PASSAGE CHOISI =

━━━━━━

Je pense à l’Utopie de Thomas More...Ce livre qui renoue avec une tradition antique de l’invention d’un espace du bonheur et de la réalisation de l’humanité.

Utopus, Roi sans lieu, s’empare en vainqueur de la terre nommée Abraxa, ce qui est le nom de la ville des fous dans « l’éloge de la folie » d’Erasme... Ne pas oublier qu’Erasme et More considèrent « la folie » comme la seule véritable sagesse dans un monde marqué par l’injustice, la guerre...

Utopus décide de faire d’Abraxa une île, il la nomme Utopie, terre sans lieu.Il fait couper un isthme de 15.000 pas qui la joignait au continent. La terre sans lieu rompt avec son passé dominé. le Livre 1 de Thomas More décrit la situation de l’Angleterre et de la France, celui où les princes confondent servire et inservire, rendre service et asservir, et il faut sortir de cet espace pour rompre avec la domination.

On ne peut s’empêcher de penser à Cuba, à la naissance de cette nation par coupure avec l’Espagne, puis les Etats-Unis, le refus de toute dépendance et encore aujourd’hui le travail qui s’opère pour sortir des dépendances créées par la période spéciale. Dépendances à une crise mondiale, une course macabre vers laquelle nous dirige un impérialisme sénile et meurtrier de toute humanité, de la nature comme de la culture...

Utopie, l’île de nulle part n’est pas illusion, folie au sens habituel du terme puisqu’elle accède à l’existence (l’espace) et s’y maintient (le temps).
Utopie est une île ici et maintenant. Son temps est le présent, celui de l’acte par lequel s’opère la rupture avec le passé de la servitude et se construit le futur émancipé. Là encore, par son existence même, Cuba prouve qu’un autre monde est possible. Dans les rapports marchands, dans l’aliénation objectivation destructrice de l’humanité, Cuba, aidée aujourd’hui par le Venezuela, ne se contente pas de dégager une idéologie du futur, un modèle de socialisme, elle met en oeuvre concrètement du non marchand basé sur le don, le primat de l’être humain.

C’est l’opération « miracle » où les aveugles voient, l’alphabérisation d’un continent. C’est la rupture avec une centralité illusoire avec l’instauration de rapports sud-sud, le refus du pillage par des échanges entre pays jusqu’ici dominés, le marchand qui emprunte d’autres circuits, mais à l’intérieur desquels, Cuba et le Venezuela avec le refus de la domination, déposent également la revendication d’autres rapports basés sur le don, le primat de l’être humain. Il est dur de penser tout cela en France, en Europe, dans des pays vassalisés pour mieux participer au pillage. Il y a le contexte et la manière dont il nous contraint de l’intérieur.

2) La violence de la domination interne :

La relation entre l’île et l’utopie se retrouve aussi chez Rousseau dans les rêveries d’un promeneur solitaire. L’île est la prison où il rêve d’être condamné à perpétuité. Parce que l’obstacle infranchissable mais ouvert de l’eau qui encercle annule la force du désir qui assaille l’être humain, il y a identification totale entre la Loi et le désir et leur annulation simultanée, la paix... Un lieu idéal où la culture peut fonctionner comme une autre nature...

━━━━━━

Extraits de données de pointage
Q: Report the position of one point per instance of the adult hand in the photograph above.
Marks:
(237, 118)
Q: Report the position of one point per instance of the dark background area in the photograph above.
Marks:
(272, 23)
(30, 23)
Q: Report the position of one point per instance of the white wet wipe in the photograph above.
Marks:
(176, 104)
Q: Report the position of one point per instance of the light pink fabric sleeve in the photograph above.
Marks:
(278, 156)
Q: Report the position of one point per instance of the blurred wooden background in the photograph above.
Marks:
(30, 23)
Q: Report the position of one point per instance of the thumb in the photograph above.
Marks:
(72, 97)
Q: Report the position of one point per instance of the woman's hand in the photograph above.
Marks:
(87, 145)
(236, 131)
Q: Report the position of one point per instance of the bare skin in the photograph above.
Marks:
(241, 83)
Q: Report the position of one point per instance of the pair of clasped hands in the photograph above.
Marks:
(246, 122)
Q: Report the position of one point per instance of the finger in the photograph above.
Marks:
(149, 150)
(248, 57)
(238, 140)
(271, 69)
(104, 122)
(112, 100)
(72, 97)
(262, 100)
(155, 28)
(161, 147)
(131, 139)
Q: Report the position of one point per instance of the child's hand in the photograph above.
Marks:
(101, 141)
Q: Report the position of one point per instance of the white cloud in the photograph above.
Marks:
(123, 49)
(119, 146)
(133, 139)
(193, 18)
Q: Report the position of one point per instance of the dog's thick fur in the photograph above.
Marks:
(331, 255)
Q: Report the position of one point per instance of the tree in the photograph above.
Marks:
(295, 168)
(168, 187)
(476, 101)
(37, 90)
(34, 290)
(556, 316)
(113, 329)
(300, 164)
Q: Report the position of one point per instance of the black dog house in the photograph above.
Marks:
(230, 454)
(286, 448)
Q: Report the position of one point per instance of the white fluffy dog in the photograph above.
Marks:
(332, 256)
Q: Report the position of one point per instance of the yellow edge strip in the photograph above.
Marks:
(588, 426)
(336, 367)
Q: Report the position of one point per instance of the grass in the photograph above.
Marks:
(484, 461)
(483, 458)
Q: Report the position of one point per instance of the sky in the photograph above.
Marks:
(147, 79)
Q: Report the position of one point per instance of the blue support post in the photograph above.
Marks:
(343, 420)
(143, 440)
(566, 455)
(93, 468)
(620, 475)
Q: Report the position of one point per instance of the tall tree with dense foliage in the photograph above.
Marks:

━━━━━━

TRAVAIL À FAIRE = D'après le passage sur l'Utopie de Thomas More, quelle longueur avait l'isthme qu'Utopus a fait couper pour séparer Abraxa du continent ?

TÂCHE ACCOMPLIE = L'isthme mesurait 15.000 pas.